▸ **Record list**

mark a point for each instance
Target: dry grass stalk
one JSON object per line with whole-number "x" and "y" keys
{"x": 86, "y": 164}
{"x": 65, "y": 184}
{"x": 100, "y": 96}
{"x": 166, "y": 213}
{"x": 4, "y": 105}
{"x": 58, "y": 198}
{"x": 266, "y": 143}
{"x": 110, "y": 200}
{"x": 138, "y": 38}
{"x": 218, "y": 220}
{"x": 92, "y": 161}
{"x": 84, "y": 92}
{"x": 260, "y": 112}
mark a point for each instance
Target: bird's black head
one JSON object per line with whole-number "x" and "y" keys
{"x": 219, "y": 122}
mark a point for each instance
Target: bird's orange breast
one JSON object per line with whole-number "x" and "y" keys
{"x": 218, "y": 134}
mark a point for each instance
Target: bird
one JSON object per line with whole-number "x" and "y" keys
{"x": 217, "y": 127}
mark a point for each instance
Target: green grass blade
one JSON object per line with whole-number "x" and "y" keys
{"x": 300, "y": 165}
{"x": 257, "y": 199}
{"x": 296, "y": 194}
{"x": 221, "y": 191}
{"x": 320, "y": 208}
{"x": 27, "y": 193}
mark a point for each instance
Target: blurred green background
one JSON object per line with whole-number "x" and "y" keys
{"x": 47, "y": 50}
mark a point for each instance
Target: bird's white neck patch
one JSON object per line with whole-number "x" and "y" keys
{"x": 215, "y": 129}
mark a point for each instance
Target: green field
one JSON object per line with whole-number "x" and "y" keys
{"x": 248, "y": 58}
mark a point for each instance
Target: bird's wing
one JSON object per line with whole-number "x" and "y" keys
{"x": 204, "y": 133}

▸ **Directive**
Faithfully transcribe the whole of the data.

▸ **Worked solution**
mark a point for each instance
Target: dry grass stalk
one JSON object per line with whole-number "x" and "y" keys
{"x": 86, "y": 164}
{"x": 65, "y": 184}
{"x": 100, "y": 96}
{"x": 166, "y": 213}
{"x": 4, "y": 105}
{"x": 58, "y": 198}
{"x": 266, "y": 143}
{"x": 110, "y": 200}
{"x": 138, "y": 38}
{"x": 218, "y": 220}
{"x": 92, "y": 161}
{"x": 84, "y": 92}
{"x": 260, "y": 112}
mark a point for each instance
Target: bird's black head
one JSON object per line with whole-number "x" and "y" keys
{"x": 219, "y": 122}
mark a point for each instance
Target: bird's orange breast
one JSON object per line with whole-number "x" and "y" keys
{"x": 218, "y": 134}
mark a point for each instance
Target: bird
one JSON object per line with whole-number "x" and "y" keys
{"x": 217, "y": 127}
mark a point for each instance
Target: green grass blade
one JSON object per line with whole-number "x" and "y" keys
{"x": 300, "y": 165}
{"x": 257, "y": 199}
{"x": 296, "y": 194}
{"x": 221, "y": 191}
{"x": 320, "y": 208}
{"x": 27, "y": 193}
mark a point for each instance
Target: blurred green background
one JSON object per line with whole-number "x" and "y" keys
{"x": 47, "y": 50}
mark a point for each instance
Target: bird's white neck patch
one JSON object per line with whole-number "x" and "y" keys
{"x": 215, "y": 129}
mark a point for each instance
Target: green field
one JSON object per line with whole-number "x" and "y" keys
{"x": 248, "y": 58}
mark a point for each instance
Target: bird's wing
one JSON object per line with whole-number "x" and "y" keys
{"x": 204, "y": 133}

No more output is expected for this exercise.